*WHAT TO PRODUCE*. In the records below, locate the line containing "[locate] white car", then output that line and all later lines exactly, through the last one.

*PROVIDED INFORMATION*.
►

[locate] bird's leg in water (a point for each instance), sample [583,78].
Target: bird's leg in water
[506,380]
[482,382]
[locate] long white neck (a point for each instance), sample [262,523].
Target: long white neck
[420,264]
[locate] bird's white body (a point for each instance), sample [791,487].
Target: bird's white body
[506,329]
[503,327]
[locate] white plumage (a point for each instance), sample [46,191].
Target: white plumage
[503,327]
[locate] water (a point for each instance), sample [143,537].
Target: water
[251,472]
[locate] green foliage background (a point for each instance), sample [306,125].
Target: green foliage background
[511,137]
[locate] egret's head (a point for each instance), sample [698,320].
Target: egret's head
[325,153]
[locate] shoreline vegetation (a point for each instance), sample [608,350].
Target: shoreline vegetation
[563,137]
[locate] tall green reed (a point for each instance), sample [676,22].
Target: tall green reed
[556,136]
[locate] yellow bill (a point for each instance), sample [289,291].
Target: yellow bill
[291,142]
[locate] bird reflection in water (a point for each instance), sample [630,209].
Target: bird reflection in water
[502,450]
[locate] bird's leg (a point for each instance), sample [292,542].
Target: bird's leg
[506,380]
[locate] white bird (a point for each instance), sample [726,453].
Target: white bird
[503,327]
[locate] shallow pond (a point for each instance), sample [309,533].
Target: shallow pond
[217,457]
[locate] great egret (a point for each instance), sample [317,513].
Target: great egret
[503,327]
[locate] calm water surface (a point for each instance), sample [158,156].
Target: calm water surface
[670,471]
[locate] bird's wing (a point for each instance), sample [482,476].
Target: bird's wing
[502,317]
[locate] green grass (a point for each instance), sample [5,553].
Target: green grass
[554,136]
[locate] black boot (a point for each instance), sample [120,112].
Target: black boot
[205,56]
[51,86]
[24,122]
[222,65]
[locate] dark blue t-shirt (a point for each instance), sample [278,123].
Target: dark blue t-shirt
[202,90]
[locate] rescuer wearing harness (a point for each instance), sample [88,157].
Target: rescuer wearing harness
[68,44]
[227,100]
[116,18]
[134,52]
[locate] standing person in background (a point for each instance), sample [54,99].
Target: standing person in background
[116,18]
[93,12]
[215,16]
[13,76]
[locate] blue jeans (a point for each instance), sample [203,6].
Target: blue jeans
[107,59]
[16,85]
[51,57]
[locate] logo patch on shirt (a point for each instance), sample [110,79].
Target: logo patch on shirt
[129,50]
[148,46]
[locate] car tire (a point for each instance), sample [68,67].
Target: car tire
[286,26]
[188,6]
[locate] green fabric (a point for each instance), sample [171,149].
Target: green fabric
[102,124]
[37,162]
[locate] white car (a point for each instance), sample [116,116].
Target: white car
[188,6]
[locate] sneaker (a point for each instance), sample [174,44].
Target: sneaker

◄

*SOLUTION*.
[locate] white car (a point for each instance), sample [116,116].
Target: white car
[188,6]
[locate] sneaker (a point for each instance), sample [174,44].
Target: sneaker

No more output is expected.